------ Supplied material ------

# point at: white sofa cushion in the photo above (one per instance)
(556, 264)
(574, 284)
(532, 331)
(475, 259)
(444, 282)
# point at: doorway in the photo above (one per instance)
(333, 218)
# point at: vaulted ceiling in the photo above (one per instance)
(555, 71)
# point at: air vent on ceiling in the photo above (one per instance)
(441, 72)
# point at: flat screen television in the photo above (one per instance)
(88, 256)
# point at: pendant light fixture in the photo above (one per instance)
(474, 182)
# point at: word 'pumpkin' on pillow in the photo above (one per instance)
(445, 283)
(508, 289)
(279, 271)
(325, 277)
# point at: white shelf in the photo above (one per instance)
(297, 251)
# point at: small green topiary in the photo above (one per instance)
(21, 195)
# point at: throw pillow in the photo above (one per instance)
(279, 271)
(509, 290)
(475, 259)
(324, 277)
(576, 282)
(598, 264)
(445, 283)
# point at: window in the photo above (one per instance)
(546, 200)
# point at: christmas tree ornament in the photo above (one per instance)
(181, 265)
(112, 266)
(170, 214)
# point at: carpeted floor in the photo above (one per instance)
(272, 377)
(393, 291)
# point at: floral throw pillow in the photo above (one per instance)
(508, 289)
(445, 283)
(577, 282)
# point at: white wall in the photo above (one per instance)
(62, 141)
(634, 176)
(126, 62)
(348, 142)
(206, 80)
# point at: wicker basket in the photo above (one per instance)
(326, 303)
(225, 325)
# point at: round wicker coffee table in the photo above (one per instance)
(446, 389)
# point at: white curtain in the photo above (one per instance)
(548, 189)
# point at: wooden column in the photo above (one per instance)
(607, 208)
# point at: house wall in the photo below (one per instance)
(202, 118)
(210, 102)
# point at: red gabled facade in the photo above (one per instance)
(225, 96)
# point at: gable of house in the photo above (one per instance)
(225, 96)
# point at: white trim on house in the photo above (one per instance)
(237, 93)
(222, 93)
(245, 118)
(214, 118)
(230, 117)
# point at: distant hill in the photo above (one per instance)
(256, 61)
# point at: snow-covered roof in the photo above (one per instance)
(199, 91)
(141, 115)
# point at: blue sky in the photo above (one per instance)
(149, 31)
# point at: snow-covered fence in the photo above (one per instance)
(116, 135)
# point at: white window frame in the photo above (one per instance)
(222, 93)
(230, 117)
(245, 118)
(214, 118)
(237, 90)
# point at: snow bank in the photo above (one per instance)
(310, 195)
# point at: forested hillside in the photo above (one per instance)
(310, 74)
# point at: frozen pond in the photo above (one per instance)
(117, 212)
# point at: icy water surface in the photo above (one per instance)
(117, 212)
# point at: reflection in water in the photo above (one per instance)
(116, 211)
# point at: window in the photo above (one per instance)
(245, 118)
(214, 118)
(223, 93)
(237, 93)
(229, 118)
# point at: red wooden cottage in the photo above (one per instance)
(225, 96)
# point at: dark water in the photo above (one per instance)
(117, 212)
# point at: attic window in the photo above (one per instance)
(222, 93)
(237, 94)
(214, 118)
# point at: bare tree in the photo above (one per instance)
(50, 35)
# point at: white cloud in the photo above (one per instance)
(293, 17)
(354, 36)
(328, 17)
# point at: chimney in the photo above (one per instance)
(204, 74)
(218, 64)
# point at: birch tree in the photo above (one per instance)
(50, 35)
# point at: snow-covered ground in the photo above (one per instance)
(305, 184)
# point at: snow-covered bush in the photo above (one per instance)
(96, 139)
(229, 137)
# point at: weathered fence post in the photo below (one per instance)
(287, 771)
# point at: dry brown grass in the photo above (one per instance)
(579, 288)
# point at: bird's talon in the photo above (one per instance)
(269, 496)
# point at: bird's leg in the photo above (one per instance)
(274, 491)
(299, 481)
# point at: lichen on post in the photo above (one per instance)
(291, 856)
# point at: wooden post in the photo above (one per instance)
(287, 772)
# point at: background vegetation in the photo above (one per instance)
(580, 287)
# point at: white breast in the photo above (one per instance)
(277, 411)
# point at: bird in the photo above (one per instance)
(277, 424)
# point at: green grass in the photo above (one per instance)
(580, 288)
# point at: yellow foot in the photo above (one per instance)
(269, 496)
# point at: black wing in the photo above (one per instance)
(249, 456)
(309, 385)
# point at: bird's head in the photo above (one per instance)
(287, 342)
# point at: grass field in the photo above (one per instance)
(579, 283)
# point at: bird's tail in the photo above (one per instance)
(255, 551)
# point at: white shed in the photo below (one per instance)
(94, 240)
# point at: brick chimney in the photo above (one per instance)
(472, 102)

------

Objective =>
Rewrite the listing above with "point at" changed to "locate" everywhere it occurs, keeping every other part identical.

Task response =>
# locate: white sofa cushion in the photo above (one per instance)
(556, 264)
(574, 284)
(532, 331)
(475, 259)
(444, 282)
# locate: doorway in the photo above (one per instance)
(333, 218)
# locate: vaulted ceiling in the photo above (one per instance)
(555, 71)
# locate: air vent on ceiling in the photo above (one per instance)
(441, 72)
# locate: flat screen television in the photo above (one per instance)
(88, 256)
# locate: pendant light fixture in the photo above (one per instance)
(474, 182)
# locate: word 'pumpkin' on pillow in the photo above (one per instance)
(445, 283)
(508, 289)
(279, 271)
(325, 277)
# locate: white shelf in the photo above (one per instance)
(297, 251)
# locate: small green topiary in the photo above (one per instance)
(21, 195)
# locate: throw pillow in the photo above (one per instance)
(279, 271)
(509, 290)
(475, 259)
(324, 277)
(576, 282)
(598, 264)
(445, 283)
# locate: window in the photo above (one per instance)
(546, 200)
# locate: christmas tree ornament in the photo above (one per instance)
(181, 265)
(112, 266)
(170, 214)
# locate: carpeted floor in the photo above (one per instance)
(272, 377)
(393, 291)
# locate: floral throw pillow in the photo above (one per instance)
(508, 289)
(445, 283)
(577, 282)
# locate: white wall in the photo above (one per instance)
(62, 141)
(634, 176)
(126, 62)
(348, 142)
(206, 80)
# locate: wicker basket in the photo above (one per instance)
(326, 303)
(225, 325)
# locate: round wicker coffee table in the photo above (one per instance)
(446, 389)
# locate: white curtain in the photo above (one per instance)
(548, 189)
# locate: wooden column in the photo above (one per instance)
(607, 208)
# locate: house wall in the photo below (one per instance)
(202, 118)
(210, 102)
# locate: red gabled facade in the photo above (one per instance)
(225, 96)
# locate: gable of house in the photo above (one per instance)
(225, 96)
# locate: white trim on house in the photo above (one per instance)
(237, 93)
(222, 93)
(245, 118)
(214, 118)
(230, 117)
# locate: distant hill in the photo above (one per instance)
(256, 61)
# locate: snow-covered roof in the photo above (one per instance)
(199, 91)
(141, 115)
# locate: blue sky in the photo above (one per instance)
(149, 31)
# locate: snow-covered fence in the photo above (one per instance)
(116, 135)
# locate: white window frame in the photo above (one per instance)
(222, 93)
(230, 117)
(245, 118)
(214, 118)
(237, 90)
# locate: snow bank in the photo above (one per instance)
(310, 195)
# locate: forested hillside in the photo above (one per instance)
(310, 74)
# locate: frozen pond in the photo above (one per instance)
(117, 212)
# locate: icy water surface in the photo above (one per instance)
(117, 212)
# locate: reflection in water in the photo above (one per instance)
(116, 211)
# locate: window in the photo above (one per instance)
(245, 118)
(214, 118)
(223, 93)
(237, 93)
(229, 118)
# locate: red wooden cottage in the photo above (one per instance)
(225, 96)
# locate: dark water in the photo above (one per instance)
(117, 212)
# locate: attic window in the photo above (one per instance)
(222, 93)
(237, 94)
(214, 118)
# locate: bare tree in the photo above (one per instance)
(50, 35)
# locate: white cloud in the photo above (one per instance)
(293, 17)
(354, 36)
(328, 17)
# locate: chimney in the photo above (one per instance)
(204, 74)
(218, 64)
# locate: birch tree in the photo above (one per instance)
(50, 35)
# locate: snow-covered ground in the photo above (one per instance)
(305, 184)
# locate: snow-covered bush in the photo above (one per instance)
(96, 139)
(229, 137)
# locate: weathered fence post in the photo below (one per instance)
(287, 771)
# locate: dry brown grass in the photo above (one per instance)
(579, 288)
# locate: bird's talon in the photo above (one per instance)
(269, 496)
# locate: bird's leg in the photo above (one per instance)
(274, 491)
(299, 481)
# locate: lichen on post in the photo above (one per instance)
(291, 856)
# locate: wooden post in the photo above (one per instance)
(287, 772)
# locate: background vegetation in the photo above (one per instance)
(580, 287)
# locate: white breast in the photo above (one per instance)
(277, 411)
# locate: bird in the photo above (one per instance)
(277, 424)
# locate: green grass in the photo above (one per instance)
(580, 288)
# locate: yellow foot in the photo above (one per instance)
(269, 496)
# locate: black wing in the photo above (one per instance)
(249, 456)
(309, 385)
# locate: bird's head in the photo above (one per instance)
(287, 342)
# locate: grass field in the photo above (one per instance)
(579, 283)
# locate: bird's tail in the photo above (one per instance)
(255, 551)
# locate: white shed in the photo below (one per instance)
(94, 240)
# locate: brick chimney in the photo above (one per instance)
(472, 102)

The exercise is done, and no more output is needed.